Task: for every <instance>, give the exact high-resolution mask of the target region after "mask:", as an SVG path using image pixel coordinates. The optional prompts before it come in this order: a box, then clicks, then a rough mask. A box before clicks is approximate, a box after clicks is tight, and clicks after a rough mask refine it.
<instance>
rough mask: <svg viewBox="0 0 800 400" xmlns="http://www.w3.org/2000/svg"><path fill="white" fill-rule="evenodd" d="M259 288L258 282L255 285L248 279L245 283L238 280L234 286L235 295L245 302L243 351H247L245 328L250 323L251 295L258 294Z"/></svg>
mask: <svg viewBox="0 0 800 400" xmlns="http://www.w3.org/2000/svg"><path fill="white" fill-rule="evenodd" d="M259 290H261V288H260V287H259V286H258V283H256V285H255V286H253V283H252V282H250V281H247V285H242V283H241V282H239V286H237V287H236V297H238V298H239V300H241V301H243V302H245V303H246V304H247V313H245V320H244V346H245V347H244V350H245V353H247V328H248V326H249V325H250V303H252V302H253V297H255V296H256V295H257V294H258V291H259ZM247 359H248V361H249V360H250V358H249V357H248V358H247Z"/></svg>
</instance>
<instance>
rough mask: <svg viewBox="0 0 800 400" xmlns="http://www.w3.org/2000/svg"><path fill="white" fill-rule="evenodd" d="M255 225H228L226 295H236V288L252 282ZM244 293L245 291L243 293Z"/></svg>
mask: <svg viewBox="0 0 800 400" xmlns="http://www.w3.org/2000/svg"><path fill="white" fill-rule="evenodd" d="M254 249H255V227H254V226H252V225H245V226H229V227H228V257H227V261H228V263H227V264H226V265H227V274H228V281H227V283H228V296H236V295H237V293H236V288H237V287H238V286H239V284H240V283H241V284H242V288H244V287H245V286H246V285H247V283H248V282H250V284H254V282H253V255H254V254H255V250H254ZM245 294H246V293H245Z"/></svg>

Requirement: Reproduce each record exactly as it appears.

Exercise output:
Task: for every <instance>, give the exact high-resolution mask of the target region after "mask:", as an SVG path using image pixel coordinates. The optional prompts before it come in this order: a box, then clicks, then a rough mask. A box before clicks is approximate, a box after clicks is tight, and clicks after a rough mask refine it.
<instance>
rough mask: <svg viewBox="0 0 800 400" xmlns="http://www.w3.org/2000/svg"><path fill="white" fill-rule="evenodd" d="M259 288L258 282L255 285L248 279L245 283L238 280L234 286L235 295L245 302L243 351H247L245 328L250 323L251 295L258 294Z"/></svg>
mask: <svg viewBox="0 0 800 400" xmlns="http://www.w3.org/2000/svg"><path fill="white" fill-rule="evenodd" d="M259 290H261V288H260V287H259V286H258V283H256V285H255V286H253V283H252V282H250V281H247V285H242V283H241V282H239V286H237V287H236V297H238V298H239V300H241V301H243V302H245V303H246V304H247V313H245V320H244V346H245V347H244V350H245V353H247V328H248V326H249V325H250V303H252V302H253V297H255V296H256V295H257V294H258V291H259ZM247 359H248V361H249V360H250V358H249V357H248V358H247Z"/></svg>
</instance>
<instance>
rough mask: <svg viewBox="0 0 800 400" xmlns="http://www.w3.org/2000/svg"><path fill="white" fill-rule="evenodd" d="M255 225H228L226 295H236V288L252 282ZM244 293L245 291L243 293Z"/></svg>
mask: <svg viewBox="0 0 800 400" xmlns="http://www.w3.org/2000/svg"><path fill="white" fill-rule="evenodd" d="M254 249H255V227H254V226H252V225H245V226H229V227H228V257H227V261H228V263H227V264H226V265H227V274H228V281H227V283H228V296H236V295H237V293H236V288H237V287H238V286H239V284H240V283H241V284H242V288H244V287H245V286H246V285H247V283H248V282H250V284H254V282H253V255H254V254H255V250H254ZM245 294H246V293H245Z"/></svg>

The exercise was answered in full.